Reproduce the entries that follow exactly. No picture should appear in the result.

---

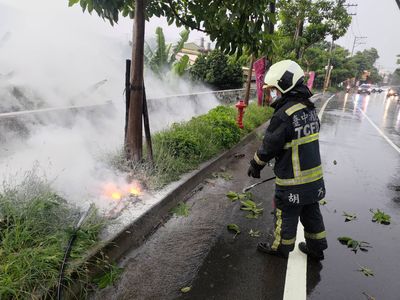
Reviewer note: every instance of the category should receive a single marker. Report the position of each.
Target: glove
(254, 169)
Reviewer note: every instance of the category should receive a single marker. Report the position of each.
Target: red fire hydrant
(240, 106)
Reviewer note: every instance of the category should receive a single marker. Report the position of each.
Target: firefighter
(292, 140)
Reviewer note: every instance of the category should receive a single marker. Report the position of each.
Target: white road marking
(296, 270)
(321, 112)
(381, 132)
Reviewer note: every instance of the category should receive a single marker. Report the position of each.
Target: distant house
(192, 50)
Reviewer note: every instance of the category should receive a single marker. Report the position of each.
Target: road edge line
(381, 132)
(296, 271)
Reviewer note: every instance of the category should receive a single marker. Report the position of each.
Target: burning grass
(184, 146)
(35, 226)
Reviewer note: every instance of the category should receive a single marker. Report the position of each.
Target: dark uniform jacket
(292, 139)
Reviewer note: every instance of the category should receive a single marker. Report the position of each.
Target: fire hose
(68, 251)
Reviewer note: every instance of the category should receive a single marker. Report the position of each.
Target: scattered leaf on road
(186, 289)
(254, 233)
(366, 271)
(369, 297)
(234, 228)
(380, 217)
(233, 196)
(224, 175)
(349, 217)
(252, 207)
(181, 210)
(353, 244)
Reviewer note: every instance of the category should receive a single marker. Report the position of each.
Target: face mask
(274, 95)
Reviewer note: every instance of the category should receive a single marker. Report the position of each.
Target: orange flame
(118, 192)
(116, 195)
(135, 189)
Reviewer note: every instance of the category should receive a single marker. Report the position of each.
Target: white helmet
(283, 75)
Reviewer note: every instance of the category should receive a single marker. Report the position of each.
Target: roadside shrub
(216, 70)
(183, 146)
(255, 115)
(35, 226)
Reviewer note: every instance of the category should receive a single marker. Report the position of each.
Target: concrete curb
(134, 234)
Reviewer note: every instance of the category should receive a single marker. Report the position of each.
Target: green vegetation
(349, 217)
(108, 276)
(181, 210)
(251, 207)
(186, 289)
(380, 217)
(366, 271)
(162, 58)
(184, 146)
(217, 70)
(353, 244)
(233, 196)
(254, 233)
(233, 228)
(35, 226)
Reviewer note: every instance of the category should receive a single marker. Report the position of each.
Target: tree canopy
(232, 24)
(305, 23)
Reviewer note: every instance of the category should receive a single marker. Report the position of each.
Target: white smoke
(55, 56)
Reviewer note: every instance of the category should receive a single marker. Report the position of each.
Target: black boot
(266, 248)
(318, 255)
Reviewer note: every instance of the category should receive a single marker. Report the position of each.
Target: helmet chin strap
(274, 94)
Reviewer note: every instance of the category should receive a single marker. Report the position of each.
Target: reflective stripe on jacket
(292, 139)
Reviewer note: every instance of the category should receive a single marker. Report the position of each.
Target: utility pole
(134, 137)
(398, 3)
(328, 68)
(357, 41)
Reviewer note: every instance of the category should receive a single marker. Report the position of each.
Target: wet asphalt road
(366, 176)
(198, 251)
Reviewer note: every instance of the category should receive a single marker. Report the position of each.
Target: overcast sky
(379, 21)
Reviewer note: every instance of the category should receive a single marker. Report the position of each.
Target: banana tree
(163, 57)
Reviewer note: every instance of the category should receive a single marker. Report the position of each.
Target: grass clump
(184, 146)
(35, 226)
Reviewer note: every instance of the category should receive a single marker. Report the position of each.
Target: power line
(357, 43)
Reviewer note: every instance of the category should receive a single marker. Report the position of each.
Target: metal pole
(248, 82)
(127, 93)
(147, 128)
(328, 68)
(134, 139)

---

ANSWER
Reviewer note: every instance of the category should receive a single marker. Report the position of each.
Target: glove
(254, 169)
Reviewer note: every instance of the category should receive a single marker. Report the position of each.
Target: red fire hydrant
(240, 106)
Reviewer note: every instance of the category should receive a single marker. Report the position of each.
Target: firefighter
(292, 140)
Reviewer note: every instance of the category should receive a single marker. Report the position of each.
Target: white road marking
(296, 270)
(321, 112)
(381, 132)
Reviewer note: every instance of the category should receive a single marker. Report the position of each.
Target: distant house
(192, 50)
Reviewer note: every instance of the category should receive a single marker. Report the position of each.
Target: road edge line
(381, 132)
(296, 271)
Reviewer note: every instance of the category should receive a single marker. Report the position of each.
Target: burning grass
(184, 146)
(35, 226)
Reviewer note: every instance of the category should receive a single marker. Report the position of each.
Target: dark uniform jacket
(292, 139)
Reviewer note: every instance of the category should receive a single marker. Report the position of each.
Target: fire hose
(68, 251)
Reviewer note: every instance of the category should receive a single marker. Report the position of each.
Target: scattered leaf on road
(186, 289)
(254, 233)
(366, 271)
(369, 297)
(234, 228)
(380, 217)
(233, 196)
(224, 175)
(349, 217)
(252, 207)
(181, 210)
(353, 244)
Reviewer note: every instance of the category should receive a single marker. Report the position of each.
Target: face mask
(274, 95)
Reviewer note: every instance of the category should receive a single marker. Report the position of each.
Target: orange flame
(118, 192)
(116, 195)
(135, 189)
Reviewer note: every instance of the category should receive a single marker. Report the position of each.
Target: white helmet
(283, 75)
Reviewer note: every instance of the category should receive a single marker. Report the position of each.
Target: roadside shrub
(216, 70)
(183, 146)
(255, 115)
(35, 226)
Reviewer note: every instance of the category should receive a single marker. Report the position of each.
Target: concrete curb
(134, 234)
Reviewer note: every instance of the category should receive a single marker. Report the position of each.
Target: green vegetation
(349, 217)
(108, 276)
(181, 210)
(251, 207)
(186, 289)
(380, 217)
(366, 271)
(162, 58)
(184, 146)
(217, 70)
(353, 244)
(233, 196)
(254, 233)
(233, 228)
(35, 226)
Reviewer note: every instance of the category should receive a single marker. Report the position of each.
Target: tree canopy
(232, 24)
(305, 23)
Reviewer note: every instance of the category should receive a single marker. Report the position of each.
Target: white smoke
(55, 56)
Reviewer note: every instance of the category should receive a single marker. Report the position of each.
Target: black boot
(266, 248)
(318, 255)
Reviewer note: every instance of the category should receive a single marker. Report the position of each.
Target: helmet chin strap
(274, 94)
Reviewer note: every instance of the category should receive a single marker. Report the position of each.
Target: reflective stripe on jacket
(292, 139)
Reviewer note: every instance of the category should receive a single marker. Report the position of each.
Target: utility pole
(134, 137)
(398, 3)
(328, 68)
(357, 41)
Reviewer note: every instance of the category should receive a single marker. Report the position of each.
Target: wet asphalt road
(366, 176)
(198, 251)
Reviewer note: every instance of the category should receive a single marker. Report the position of each.
Target: overcast sky
(379, 21)
Reviewer note: every instance of the category should receive a single marker. Report the position of each.
Target: banana tree
(163, 57)
Reviewer note: every instance of the category should receive a single marker. Report the position of each.
Target: grass clump
(184, 146)
(35, 226)
Reviewer note: every instance of the category should receive a single marker. Report the position of each.
Target: power line
(357, 43)
Reviewer note: every instance of the category should receive a single marker. Report the position of each.
Target: metal pole
(248, 82)
(127, 93)
(147, 128)
(328, 68)
(134, 139)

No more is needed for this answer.